**Exercise**
Lay out the lines below as a numbered list, skipping blank lines and leaving out the pictures.

[Data lines]
- - - -

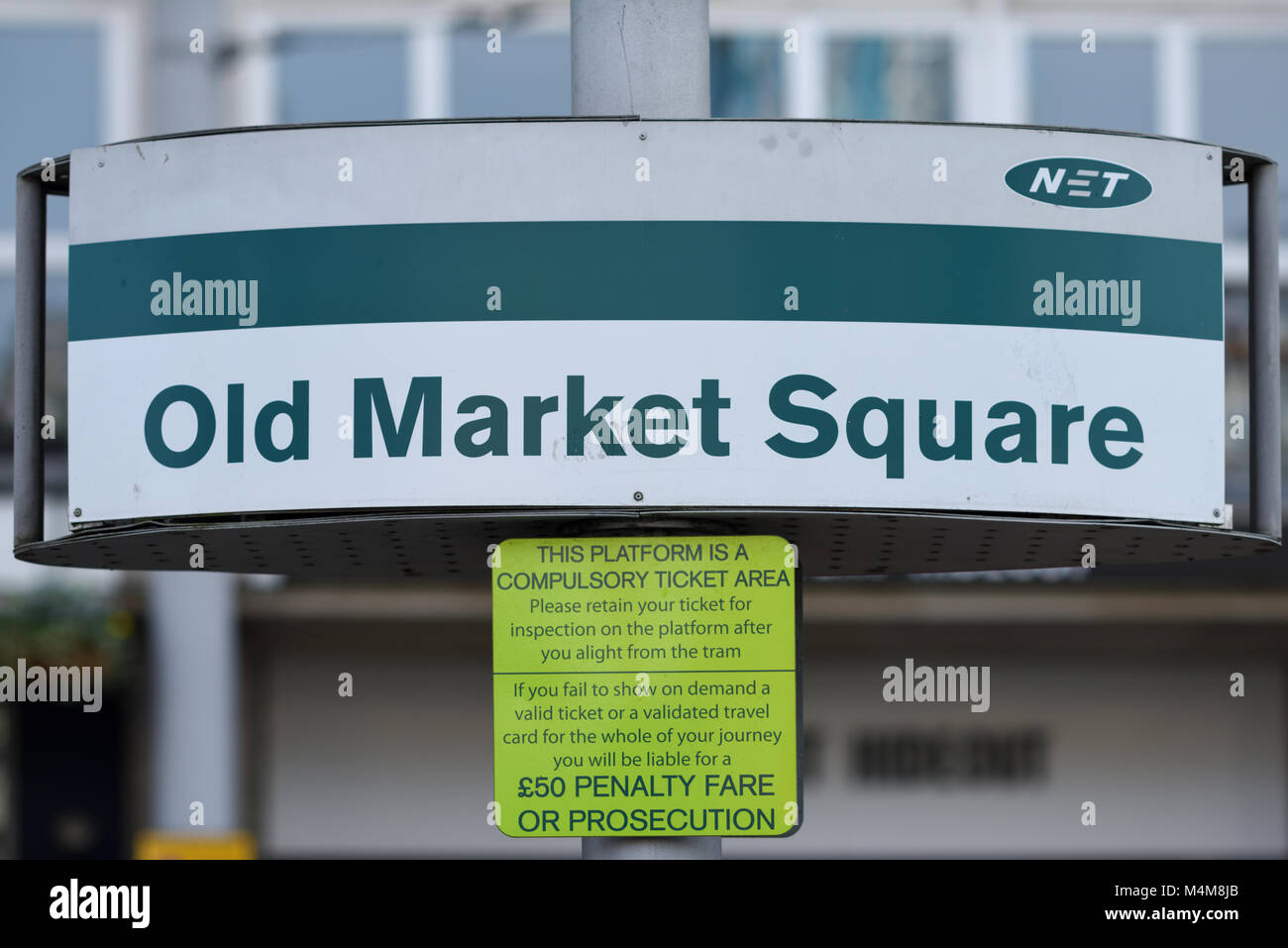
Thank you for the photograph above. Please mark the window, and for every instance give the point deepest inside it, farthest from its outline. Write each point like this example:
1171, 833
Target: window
746, 77
890, 78
1240, 104
51, 76
531, 75
1112, 88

- - - -

**Task output**
1. Thank you for the photograph above. Please mark the window, and for every instance give the point deepest inside it, farthest from its outline. Write each point like this example:
2. 1171, 833
3. Target: window
4. 746, 77
5. 890, 78
6. 1240, 104
7. 51, 76
8. 531, 75
9. 1112, 88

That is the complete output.